#### [DOCUMENT EXCERPT]
Here’s a good Wiki page from Bambu describing how to clean the nozzle. Although it likely is not what’s causing your issue, it does show you how to tear down the nozzle assembly.
You didnt mention that you checked the belt tension.
I also print with ABS only also. If i saw that failure. I would do a full maintenance with a full calibration and a reboot after the calibration.
Manually move the x carriage front to back to see if it has any tight spots especially on the x axis. Clean it with IPA till it is smooth again if it has tight spots.
Make sure your new nozzle is torqued tight. Some users has seen them little screws come loose after a change.
I have been monitoring the temperatures consistently, it has been reading at 40 C on average.
I have not tried other manufacturers spools, I don’t have any on hand. I only purchased Bambulab filaments for the AMS recognition functionality. I’ll give checking the thermistor a go, the silicone sock was clean without any visible damage as well.
I’ll try cleaning out the nozzle and extruder again just to be sure.
This is what the print looked like after letting it continue to run for a few hours into the night. I paused it at this point to decide what to do next.
@Barryg41, I have not checked the belt tension yet so I will give that a shot. Thank you for mentioning it. I’ll also move the carriage as you’re mentioning and check on the torque for the nozzle. I had run the calibration and reboot as you mentioned, but only did the nozzle swap for a new one, cleaned the extruder, and changed the PTFE tubes as a sanity check.
Yeah, that’s what I was afraid of. If you look at posts here in the last 60 days, there have been numerous reports of Bambu filament problems. Some of these include color changes and performance differences for the exact same part number. The conclusion most of us have drawn is that Bambu is having problems with their supply chain and are changing production houses. So, don’t assume that just because this spool has the Bambu name on it that it was made with the same process or ingredients from the last time you purchased it.
Look to see either the date codes or batch number. But truth be told, the only real test would be to get a spool from an entirely different source. It’s the only way you can be certain that the spool is different.
Also, I just realized your feeding this through an AMS. Have you tested it outside the AMS? Wouldn’t it be a kicker if the entire issue ended up being in your feed path. At least it’s something you can eliminate as a variable.
I will run a test with some Creality filament that I discovered I had in my workshop, didn’t realize I had it. Its an ABS hyper Creality spool, so I’ll run that test later today.
Using the Creality ABS spool I had along with a comprehensive maintenance cycle seems to have resolved the issue. In the maintenance cycle I did the following:
Belt tensioning
Carbon rod cleaning
Self-test after the above two steps
Bed leveling long screws regreased after cleaning
Side fans and hot end fan cleaned
PEI textured plate cleaned
Lidar camera lens cleaned
Camera lens cleaned
Filament cutter replaced
Nozzle cleaning roller replaced
Activated charcoal filter replaced
Hot end, extruder, and nozzle disassembled and cleaned
Here is a multiple day print in progress using the back spool holder and the Creality ABS spool I mentioned above:
So far it seems like it is working as expected. It makes me wonder what to do with the Bambulab ABS spools I have now…I’m hoping someone from the Bambulab customer service team sees this and can advise me on what to do with the spools I have. I have around 10 spools of their ABS filament and I’m not sure if I can trust them to work given the previous experiences in this thread.

#### [WHAT NEEDS TO BE DONE]
Reproduce word for word the passage of the printer troubleshooting thread from "Make sure your" up to and including "C on average.". Nothing in the records is needed here.

#### [DATA UNDER STUDY]
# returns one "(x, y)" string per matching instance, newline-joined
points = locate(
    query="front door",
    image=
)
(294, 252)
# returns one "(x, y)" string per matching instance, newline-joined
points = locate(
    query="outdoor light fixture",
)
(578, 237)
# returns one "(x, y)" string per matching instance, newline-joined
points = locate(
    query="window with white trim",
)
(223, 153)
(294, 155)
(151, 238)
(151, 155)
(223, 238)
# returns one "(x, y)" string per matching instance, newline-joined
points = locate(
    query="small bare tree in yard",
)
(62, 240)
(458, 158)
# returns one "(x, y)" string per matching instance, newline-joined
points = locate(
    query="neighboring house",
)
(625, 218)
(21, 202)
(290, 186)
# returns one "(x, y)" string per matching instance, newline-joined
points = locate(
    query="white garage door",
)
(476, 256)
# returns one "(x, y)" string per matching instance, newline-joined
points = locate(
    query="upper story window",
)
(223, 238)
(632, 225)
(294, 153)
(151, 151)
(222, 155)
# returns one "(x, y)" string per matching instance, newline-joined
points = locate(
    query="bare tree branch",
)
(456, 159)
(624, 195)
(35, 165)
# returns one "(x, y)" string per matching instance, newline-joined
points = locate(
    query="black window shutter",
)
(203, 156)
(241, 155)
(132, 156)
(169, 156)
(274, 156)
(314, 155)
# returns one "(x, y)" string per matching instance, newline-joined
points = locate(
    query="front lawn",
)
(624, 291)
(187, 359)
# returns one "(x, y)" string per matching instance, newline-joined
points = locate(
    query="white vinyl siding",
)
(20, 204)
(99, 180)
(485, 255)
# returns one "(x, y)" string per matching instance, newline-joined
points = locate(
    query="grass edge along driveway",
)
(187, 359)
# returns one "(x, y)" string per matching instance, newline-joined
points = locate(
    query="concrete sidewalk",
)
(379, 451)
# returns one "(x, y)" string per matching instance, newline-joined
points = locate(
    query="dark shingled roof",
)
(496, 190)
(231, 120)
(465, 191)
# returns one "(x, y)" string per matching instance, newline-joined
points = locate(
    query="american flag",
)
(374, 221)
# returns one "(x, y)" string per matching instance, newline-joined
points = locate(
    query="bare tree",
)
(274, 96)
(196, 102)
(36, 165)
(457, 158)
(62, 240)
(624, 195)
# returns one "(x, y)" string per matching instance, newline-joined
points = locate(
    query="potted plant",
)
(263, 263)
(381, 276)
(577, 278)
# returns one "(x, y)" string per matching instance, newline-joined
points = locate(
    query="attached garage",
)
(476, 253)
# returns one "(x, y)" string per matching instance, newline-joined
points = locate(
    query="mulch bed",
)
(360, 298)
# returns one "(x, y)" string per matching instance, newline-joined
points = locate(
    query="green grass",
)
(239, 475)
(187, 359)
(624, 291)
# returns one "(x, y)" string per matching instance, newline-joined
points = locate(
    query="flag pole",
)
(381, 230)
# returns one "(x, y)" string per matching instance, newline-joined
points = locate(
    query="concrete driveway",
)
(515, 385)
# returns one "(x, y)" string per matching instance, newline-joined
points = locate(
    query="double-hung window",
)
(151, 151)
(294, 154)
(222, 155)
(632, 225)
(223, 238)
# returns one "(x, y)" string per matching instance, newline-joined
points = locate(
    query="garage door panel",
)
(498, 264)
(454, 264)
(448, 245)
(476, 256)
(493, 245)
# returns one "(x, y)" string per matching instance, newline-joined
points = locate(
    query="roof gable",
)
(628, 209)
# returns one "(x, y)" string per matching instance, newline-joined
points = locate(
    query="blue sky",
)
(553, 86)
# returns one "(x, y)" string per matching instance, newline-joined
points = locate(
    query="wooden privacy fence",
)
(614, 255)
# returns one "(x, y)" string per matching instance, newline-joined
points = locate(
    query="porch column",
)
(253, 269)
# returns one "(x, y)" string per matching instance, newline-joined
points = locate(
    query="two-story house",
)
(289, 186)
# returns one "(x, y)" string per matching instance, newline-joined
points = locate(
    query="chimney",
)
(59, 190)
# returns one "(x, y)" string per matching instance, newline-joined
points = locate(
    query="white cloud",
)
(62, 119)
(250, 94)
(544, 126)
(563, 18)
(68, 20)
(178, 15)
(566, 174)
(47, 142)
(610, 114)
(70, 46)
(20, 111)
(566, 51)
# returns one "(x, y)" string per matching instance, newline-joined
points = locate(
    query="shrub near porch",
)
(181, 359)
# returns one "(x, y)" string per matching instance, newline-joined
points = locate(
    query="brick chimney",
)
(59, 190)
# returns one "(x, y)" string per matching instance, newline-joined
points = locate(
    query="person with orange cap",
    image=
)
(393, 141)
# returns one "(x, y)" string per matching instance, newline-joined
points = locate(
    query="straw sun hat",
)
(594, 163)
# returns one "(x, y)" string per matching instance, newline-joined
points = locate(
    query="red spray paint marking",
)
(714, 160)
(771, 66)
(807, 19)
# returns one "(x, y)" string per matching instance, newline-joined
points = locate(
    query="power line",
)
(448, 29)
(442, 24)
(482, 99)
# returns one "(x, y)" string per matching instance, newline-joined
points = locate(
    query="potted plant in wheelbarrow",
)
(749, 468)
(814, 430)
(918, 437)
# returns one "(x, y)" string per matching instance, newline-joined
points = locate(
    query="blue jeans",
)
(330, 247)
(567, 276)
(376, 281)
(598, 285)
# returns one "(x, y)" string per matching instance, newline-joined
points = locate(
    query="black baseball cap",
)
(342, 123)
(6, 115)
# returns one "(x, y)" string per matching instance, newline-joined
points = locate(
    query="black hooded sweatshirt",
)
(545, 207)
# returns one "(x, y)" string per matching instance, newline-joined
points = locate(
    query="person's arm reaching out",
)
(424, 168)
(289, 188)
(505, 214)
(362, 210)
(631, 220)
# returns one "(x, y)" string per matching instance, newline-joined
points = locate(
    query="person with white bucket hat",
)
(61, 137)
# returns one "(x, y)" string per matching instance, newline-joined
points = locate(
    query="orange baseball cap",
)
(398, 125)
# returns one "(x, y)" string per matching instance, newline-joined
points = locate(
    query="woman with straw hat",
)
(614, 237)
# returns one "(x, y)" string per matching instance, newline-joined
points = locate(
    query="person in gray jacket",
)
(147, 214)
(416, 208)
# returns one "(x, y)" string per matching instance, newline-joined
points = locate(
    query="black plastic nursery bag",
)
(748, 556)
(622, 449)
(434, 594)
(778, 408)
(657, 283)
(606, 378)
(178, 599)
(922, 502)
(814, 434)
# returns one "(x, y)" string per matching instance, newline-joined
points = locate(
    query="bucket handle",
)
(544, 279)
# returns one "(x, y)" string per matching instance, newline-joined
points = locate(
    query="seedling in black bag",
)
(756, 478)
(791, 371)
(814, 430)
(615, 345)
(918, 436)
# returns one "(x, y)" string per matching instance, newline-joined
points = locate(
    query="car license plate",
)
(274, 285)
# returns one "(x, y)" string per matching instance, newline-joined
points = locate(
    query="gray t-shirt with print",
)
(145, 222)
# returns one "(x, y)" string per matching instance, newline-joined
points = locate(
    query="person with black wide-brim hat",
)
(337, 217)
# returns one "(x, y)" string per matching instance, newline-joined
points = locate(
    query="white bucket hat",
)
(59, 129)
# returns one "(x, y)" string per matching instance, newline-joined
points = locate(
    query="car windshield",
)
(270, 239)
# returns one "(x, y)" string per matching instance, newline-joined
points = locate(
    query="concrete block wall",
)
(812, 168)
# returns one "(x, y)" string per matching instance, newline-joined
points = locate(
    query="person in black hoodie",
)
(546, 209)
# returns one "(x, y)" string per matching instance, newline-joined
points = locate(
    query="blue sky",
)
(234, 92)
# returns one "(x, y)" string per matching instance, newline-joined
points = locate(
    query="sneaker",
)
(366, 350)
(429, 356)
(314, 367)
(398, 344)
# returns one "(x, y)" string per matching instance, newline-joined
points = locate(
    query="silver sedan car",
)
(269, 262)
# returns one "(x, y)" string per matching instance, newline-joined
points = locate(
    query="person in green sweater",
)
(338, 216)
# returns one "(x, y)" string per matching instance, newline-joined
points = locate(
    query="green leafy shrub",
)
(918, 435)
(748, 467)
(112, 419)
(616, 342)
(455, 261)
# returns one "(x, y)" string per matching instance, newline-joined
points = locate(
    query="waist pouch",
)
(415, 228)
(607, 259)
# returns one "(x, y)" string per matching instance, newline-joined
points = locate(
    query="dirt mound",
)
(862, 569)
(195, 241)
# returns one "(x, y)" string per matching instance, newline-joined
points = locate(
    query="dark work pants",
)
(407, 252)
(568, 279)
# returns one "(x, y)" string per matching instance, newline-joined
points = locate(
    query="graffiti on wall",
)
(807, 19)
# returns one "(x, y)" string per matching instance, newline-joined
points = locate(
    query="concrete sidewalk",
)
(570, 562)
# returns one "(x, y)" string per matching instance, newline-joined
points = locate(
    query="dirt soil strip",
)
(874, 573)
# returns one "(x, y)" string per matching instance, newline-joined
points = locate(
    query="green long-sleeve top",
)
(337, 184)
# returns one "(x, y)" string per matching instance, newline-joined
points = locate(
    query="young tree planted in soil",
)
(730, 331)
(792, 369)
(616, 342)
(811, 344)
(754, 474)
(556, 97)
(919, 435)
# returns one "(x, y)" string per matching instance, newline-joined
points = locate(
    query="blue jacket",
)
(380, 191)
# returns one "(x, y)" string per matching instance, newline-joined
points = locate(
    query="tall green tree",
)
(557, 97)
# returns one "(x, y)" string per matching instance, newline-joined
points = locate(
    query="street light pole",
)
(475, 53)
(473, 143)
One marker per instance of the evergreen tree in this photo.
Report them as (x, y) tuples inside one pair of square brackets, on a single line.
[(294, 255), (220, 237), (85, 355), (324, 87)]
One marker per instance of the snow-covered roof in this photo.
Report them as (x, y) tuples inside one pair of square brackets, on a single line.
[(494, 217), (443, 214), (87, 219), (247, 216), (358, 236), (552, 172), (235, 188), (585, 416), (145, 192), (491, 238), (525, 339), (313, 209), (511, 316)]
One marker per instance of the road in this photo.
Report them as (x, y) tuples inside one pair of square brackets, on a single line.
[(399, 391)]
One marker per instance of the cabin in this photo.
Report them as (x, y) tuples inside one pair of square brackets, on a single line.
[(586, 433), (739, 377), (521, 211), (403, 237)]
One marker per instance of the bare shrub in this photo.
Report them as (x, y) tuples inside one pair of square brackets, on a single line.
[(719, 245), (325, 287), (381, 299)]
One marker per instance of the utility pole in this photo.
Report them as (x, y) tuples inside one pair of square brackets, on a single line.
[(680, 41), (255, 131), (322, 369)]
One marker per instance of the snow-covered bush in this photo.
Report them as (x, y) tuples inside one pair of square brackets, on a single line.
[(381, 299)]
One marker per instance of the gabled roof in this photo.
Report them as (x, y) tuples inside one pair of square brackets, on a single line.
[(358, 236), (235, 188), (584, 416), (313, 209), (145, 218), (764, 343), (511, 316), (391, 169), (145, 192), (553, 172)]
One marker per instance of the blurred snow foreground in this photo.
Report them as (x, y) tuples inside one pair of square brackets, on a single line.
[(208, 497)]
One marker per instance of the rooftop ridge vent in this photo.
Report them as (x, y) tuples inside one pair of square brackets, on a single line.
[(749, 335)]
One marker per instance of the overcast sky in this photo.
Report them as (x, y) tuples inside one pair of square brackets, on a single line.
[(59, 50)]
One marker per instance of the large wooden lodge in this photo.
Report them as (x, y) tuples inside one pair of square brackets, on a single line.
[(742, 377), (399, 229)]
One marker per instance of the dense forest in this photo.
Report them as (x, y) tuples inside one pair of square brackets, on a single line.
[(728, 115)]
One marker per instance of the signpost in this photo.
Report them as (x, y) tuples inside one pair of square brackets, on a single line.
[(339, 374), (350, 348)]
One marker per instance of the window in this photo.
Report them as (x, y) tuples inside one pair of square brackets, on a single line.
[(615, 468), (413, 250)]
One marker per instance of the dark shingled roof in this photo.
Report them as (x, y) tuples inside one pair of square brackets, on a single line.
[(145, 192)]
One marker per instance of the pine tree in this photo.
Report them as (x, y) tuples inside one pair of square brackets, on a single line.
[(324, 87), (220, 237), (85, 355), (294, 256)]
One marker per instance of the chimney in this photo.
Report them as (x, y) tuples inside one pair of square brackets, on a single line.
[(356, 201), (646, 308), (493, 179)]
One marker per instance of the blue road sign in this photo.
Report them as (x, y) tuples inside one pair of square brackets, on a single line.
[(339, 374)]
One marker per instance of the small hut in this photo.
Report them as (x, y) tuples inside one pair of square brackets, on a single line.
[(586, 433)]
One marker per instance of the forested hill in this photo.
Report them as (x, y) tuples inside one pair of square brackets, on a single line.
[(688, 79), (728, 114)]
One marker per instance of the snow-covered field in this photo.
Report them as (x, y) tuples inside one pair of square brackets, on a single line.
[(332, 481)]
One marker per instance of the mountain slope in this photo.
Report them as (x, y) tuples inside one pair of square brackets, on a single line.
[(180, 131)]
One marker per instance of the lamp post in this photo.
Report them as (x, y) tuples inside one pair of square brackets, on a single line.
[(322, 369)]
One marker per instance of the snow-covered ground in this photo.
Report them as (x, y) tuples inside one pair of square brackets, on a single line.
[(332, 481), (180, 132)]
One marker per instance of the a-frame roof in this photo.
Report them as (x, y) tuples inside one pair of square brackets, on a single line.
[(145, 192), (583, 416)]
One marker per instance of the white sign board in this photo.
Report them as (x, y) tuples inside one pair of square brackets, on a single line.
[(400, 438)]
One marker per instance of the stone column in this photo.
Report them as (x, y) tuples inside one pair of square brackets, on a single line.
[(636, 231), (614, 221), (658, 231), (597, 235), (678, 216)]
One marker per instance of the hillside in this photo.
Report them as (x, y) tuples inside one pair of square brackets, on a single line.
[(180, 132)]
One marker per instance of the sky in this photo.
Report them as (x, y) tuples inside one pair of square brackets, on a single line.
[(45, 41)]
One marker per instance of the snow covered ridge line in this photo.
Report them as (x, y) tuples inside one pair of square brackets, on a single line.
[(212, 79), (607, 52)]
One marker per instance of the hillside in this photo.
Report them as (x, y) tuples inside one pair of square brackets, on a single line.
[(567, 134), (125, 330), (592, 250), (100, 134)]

#### [REPLY TO THE TASK]
Make sure your new nozzle is torqued tight. Some users has seen them little screws come loose after a change.
I have been monitoring the temperatures consistently, it has been reading at 40 C on average.